(Dataset rows on where objects appear)
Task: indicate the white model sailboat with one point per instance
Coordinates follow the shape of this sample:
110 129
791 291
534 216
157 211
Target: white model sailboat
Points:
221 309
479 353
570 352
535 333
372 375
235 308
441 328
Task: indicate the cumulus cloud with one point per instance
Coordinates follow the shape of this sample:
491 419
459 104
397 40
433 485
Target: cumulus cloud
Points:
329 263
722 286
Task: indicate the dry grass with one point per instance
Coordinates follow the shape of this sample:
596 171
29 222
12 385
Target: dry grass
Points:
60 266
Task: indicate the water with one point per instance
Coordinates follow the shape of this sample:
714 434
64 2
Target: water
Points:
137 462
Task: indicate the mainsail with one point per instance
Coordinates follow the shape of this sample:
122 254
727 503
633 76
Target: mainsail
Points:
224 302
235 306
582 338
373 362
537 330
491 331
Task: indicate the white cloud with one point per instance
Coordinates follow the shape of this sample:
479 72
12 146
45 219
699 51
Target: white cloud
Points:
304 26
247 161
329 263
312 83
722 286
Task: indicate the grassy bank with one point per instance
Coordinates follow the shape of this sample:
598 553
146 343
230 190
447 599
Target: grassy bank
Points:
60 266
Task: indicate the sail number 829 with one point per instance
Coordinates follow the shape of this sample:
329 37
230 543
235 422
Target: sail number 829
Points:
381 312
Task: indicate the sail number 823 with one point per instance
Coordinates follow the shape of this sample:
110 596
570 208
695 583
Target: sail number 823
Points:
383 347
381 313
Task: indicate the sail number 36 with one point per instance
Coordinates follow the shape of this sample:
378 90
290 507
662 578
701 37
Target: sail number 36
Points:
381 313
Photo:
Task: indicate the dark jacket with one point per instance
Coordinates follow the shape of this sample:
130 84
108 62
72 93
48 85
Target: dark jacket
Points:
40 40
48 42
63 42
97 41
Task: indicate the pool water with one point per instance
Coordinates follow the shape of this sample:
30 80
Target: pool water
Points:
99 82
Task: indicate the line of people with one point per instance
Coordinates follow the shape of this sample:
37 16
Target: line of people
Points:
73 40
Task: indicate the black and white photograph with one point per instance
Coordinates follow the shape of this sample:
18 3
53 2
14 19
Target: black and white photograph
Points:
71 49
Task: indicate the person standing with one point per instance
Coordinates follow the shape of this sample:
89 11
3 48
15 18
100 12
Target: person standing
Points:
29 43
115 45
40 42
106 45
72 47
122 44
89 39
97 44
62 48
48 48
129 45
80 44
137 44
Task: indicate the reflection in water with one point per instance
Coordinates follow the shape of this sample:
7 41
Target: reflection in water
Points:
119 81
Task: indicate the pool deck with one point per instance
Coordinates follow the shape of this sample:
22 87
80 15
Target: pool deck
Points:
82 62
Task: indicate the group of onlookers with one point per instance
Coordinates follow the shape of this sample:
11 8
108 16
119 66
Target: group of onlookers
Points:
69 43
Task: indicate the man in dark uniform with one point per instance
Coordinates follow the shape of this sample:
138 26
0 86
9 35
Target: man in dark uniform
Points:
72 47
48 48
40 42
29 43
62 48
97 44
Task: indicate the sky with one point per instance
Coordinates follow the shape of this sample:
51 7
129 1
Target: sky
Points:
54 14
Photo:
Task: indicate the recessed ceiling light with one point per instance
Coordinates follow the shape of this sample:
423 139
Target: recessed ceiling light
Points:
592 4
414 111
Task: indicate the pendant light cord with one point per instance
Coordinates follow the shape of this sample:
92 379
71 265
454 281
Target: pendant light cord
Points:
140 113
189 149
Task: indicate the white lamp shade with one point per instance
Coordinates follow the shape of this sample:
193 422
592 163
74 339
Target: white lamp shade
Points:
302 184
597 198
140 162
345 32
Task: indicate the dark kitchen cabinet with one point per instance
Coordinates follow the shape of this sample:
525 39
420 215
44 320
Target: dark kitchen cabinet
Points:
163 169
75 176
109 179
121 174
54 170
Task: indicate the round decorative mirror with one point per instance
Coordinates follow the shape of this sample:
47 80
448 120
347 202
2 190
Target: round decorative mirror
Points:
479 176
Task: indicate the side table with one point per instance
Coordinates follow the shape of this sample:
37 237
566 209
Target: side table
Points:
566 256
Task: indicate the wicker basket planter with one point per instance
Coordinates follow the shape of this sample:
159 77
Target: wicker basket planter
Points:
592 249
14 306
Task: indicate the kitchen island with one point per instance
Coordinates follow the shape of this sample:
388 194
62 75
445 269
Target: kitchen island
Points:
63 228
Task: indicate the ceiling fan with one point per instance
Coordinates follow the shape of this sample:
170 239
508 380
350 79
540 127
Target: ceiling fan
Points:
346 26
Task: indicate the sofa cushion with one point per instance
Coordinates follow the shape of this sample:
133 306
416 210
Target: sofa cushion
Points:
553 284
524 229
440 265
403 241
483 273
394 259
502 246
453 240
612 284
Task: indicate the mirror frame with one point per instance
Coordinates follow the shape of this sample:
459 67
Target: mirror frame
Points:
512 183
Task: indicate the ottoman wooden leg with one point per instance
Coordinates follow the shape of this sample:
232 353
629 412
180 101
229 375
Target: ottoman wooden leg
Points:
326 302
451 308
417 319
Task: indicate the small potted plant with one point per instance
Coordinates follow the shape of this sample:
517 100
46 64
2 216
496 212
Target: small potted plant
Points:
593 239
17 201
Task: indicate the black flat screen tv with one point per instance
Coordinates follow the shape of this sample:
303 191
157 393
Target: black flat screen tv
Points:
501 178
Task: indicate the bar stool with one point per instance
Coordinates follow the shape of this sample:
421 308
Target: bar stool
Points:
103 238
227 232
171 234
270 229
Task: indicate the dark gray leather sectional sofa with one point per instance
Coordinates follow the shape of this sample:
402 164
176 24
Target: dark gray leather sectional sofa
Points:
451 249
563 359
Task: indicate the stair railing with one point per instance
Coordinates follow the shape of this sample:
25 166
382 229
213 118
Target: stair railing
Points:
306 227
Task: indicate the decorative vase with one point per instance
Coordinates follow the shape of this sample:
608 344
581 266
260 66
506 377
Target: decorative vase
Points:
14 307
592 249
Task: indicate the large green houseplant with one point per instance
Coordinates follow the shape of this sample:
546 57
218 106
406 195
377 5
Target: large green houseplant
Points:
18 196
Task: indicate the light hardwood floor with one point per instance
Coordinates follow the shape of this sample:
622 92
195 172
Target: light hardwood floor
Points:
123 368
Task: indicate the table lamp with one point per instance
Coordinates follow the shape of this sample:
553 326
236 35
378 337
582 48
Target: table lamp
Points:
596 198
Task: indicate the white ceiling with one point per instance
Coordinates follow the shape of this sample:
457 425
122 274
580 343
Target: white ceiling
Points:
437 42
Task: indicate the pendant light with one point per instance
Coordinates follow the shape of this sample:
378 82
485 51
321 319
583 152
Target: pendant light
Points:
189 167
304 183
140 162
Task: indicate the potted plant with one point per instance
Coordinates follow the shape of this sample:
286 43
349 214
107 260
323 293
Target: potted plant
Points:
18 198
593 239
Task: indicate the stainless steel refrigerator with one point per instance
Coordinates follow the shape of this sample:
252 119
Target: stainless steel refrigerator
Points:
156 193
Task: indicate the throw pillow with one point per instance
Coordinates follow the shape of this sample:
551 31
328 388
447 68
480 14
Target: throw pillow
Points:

Work to complete →
Set down exactly what runs from the line with "Task: indicate the pendant light with" to the last line of the data above, including both of those lines and no others.

Reply to the task →
Task: indicate the pendant light with one point per instance
Coordinates follow the shape of this sample:
378 82
485 51
321 319
583 152
Target: pendant light
Points:
189 167
304 183
140 162
Task: indicate the potted plant with one point per instance
Coordinates follow the shape of this sample:
286 43
349 214
107 260
323 293
Target: potted plant
Points:
18 198
593 239
Task: indicate the stainless steel refrigerator with one point per instance
Coordinates follow the shape of this sample:
252 119
Target: stainless steel refrigerator
Points:
156 193
Task: indicate the throw pillow with one point per instance
Coordinates follow the shape of this sample:
551 31
328 388
447 68
480 14
Target: throw pillow
Points:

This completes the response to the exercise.